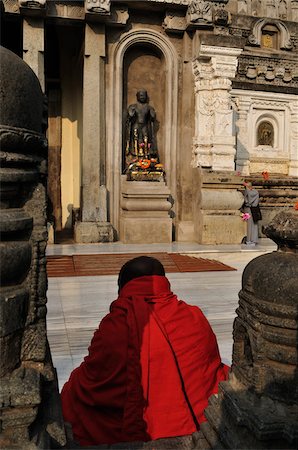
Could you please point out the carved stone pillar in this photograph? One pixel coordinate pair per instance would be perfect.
(257, 408)
(33, 46)
(242, 156)
(293, 163)
(214, 143)
(30, 410)
(94, 203)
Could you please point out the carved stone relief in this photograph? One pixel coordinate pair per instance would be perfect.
(199, 11)
(98, 6)
(257, 407)
(32, 4)
(205, 13)
(174, 22)
(255, 38)
(259, 69)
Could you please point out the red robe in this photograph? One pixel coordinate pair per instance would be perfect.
(129, 388)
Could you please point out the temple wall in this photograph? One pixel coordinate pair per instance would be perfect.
(219, 75)
(71, 109)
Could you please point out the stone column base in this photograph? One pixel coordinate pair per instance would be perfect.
(144, 217)
(91, 232)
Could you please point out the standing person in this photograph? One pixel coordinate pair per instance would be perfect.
(141, 117)
(251, 206)
(152, 365)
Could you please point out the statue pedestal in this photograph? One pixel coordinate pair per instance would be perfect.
(144, 217)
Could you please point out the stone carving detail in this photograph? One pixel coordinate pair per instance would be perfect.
(265, 134)
(98, 6)
(34, 4)
(213, 141)
(205, 13)
(30, 411)
(174, 22)
(258, 406)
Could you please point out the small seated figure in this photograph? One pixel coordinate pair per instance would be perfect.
(140, 129)
(152, 364)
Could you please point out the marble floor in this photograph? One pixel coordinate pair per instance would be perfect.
(77, 304)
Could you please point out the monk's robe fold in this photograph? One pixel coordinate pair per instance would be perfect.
(129, 387)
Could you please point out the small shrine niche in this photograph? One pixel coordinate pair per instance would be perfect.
(269, 38)
(143, 113)
(265, 134)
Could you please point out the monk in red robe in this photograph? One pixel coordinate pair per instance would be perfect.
(152, 365)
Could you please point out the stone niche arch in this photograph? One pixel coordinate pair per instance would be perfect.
(116, 103)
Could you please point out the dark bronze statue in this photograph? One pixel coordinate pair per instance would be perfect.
(140, 129)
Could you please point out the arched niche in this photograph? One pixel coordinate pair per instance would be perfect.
(143, 65)
(116, 104)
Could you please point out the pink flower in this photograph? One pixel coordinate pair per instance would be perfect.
(245, 216)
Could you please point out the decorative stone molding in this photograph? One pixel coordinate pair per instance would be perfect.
(256, 35)
(257, 407)
(145, 212)
(30, 406)
(254, 108)
(199, 11)
(213, 141)
(217, 201)
(174, 22)
(174, 2)
(282, 9)
(115, 108)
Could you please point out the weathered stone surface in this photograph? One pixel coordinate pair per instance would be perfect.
(257, 407)
(145, 209)
(25, 367)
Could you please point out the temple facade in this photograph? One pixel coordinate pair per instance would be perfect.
(222, 77)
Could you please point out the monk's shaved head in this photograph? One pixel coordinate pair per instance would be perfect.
(139, 267)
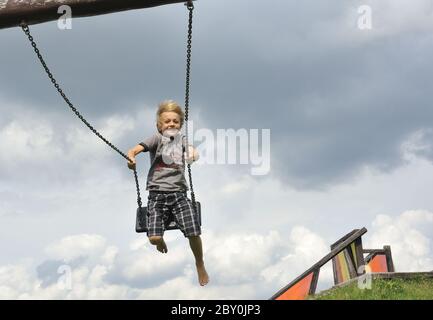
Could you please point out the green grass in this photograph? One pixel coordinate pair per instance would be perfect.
(383, 289)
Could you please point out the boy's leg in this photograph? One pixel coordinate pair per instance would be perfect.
(197, 250)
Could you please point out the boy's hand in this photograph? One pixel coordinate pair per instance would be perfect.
(131, 165)
(192, 155)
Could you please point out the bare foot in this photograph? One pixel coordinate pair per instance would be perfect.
(161, 246)
(203, 277)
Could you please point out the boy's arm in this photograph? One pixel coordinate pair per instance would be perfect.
(132, 153)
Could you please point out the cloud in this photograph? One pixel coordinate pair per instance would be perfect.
(87, 267)
(72, 247)
(410, 237)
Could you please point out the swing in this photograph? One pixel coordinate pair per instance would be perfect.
(141, 213)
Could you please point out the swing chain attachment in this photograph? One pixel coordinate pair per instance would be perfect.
(190, 7)
(26, 30)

WHAT THIS TASK INVOLVES — Write out every entry again word for word, without any of the pictures.

EXERCISE SOLUTION —
Could you please point out the carved stone pillar in this photograph? One pixel coordinate pair per instance would be perfect.
(257, 408)
(33, 46)
(242, 156)
(293, 163)
(214, 143)
(30, 410)
(94, 203)
Could you please point out the carved stone relief in this photograph? One pixel coordinate pair per instance would be perfect.
(199, 11)
(98, 6)
(257, 407)
(32, 4)
(205, 13)
(174, 22)
(255, 38)
(259, 69)
Could you please point out the red robe in this photograph? One pixel coordinate pair per instance would be perfect.
(129, 388)
Could you please point out the temple wall in this photograph? One pixel coordinate pair per instance would be perfect.
(219, 75)
(71, 109)
Could you please point out the stone column base in this photograph? One pixel coordinate pair per instance would be perfect.
(144, 217)
(91, 232)
Could you please point out the standing person in this photograph? One pixel coordinate pair per instance would be perfect.
(141, 117)
(251, 206)
(152, 365)
Could you please point out the statue pedestal in this photograph? One pixel coordinate pair per instance would be perfect.
(144, 217)
Could you please point out the stone carving detail in this photograph? One pixel coordinate pair per instance would be perfect.
(265, 134)
(98, 6)
(34, 4)
(213, 141)
(205, 13)
(30, 411)
(174, 22)
(258, 406)
Could you please point out the small seated figure in this photograph? One pixel coordinate pair per instance would be perfect.
(140, 129)
(152, 364)
Could you please point out the marble floor in this photograph? One pixel coordinate pair per instance would be perfect.
(77, 304)
Could you please point out the monk's robe fold in this photograph? One pixel coordinate pair per instance would be perfect.
(129, 387)
Could you please point out the small shrine niche in this photograph? One pixel coordinate pair per instance would be perfect.
(269, 38)
(143, 113)
(265, 134)
Could you please point out the monk in red robe in this photograph? One pixel coordinate pair per instance would be perfect.
(152, 365)
Could you please point out the stone niche arch in this photograph? One pixel coordinate pair per instance would be perfect.
(116, 103)
Could you please point out the dark bronze statue in this photograph? One pixel coordinate pair per instance would be perfect.
(140, 129)
Could you please point out the arched niche in this photograph? One pixel coordinate pair per instance would be perfect.
(143, 65)
(116, 104)
Could you please point out the pink flower in this photograph? One pixel coordinate pair per instance would be perfect.
(245, 216)
Could you please point out the decorative stone molding in this photograph? One pixel coordinate pair per instance would be perfect.
(256, 35)
(257, 407)
(145, 212)
(30, 406)
(254, 108)
(199, 11)
(213, 141)
(217, 201)
(174, 22)
(174, 2)
(282, 9)
(115, 108)
Could you please point out the weathered stone surface in this photograph? One pixel coordinate pair per instance would be perfect.
(257, 407)
(145, 209)
(25, 367)
Could you please point out the temple facade in this photograph? One pixel coordinate pair per instance would be perfect.
(222, 77)
Could you please point out the monk's shaved head in this photograph? One pixel coordinate pair per instance would be perfect.
(139, 267)
Could you please point out the green grass in this photograph? One pixel coordinate pair per instance would be perfect.
(383, 289)
Could you please point out the boy's leg in this photograph? One pixel coordinate pair per instance would be perfect.
(197, 250)
Could you please point out the boy's hand in this photograph? One pixel coordinate pair per instance would be perfect.
(131, 165)
(192, 155)
Could you please point out the bare foot in this photograph? One pixel coordinate pair per instance would be perfect.
(161, 246)
(203, 277)
Could you please point out the boy's arm in this photograph? One pixel coordinate pair per instance would be perfect.
(132, 153)
Could you please point out the cloud in this photograph? One pixel coordinate pair per instance would be perfect.
(87, 267)
(72, 247)
(410, 237)
Could you please point out the swing in this photograph? One pixel coordinate pair per instance would be perfect.
(141, 213)
Could you please point out the swing chain attachment in this photograph? One pixel coordinate pair per instance would be perfect.
(190, 7)
(26, 30)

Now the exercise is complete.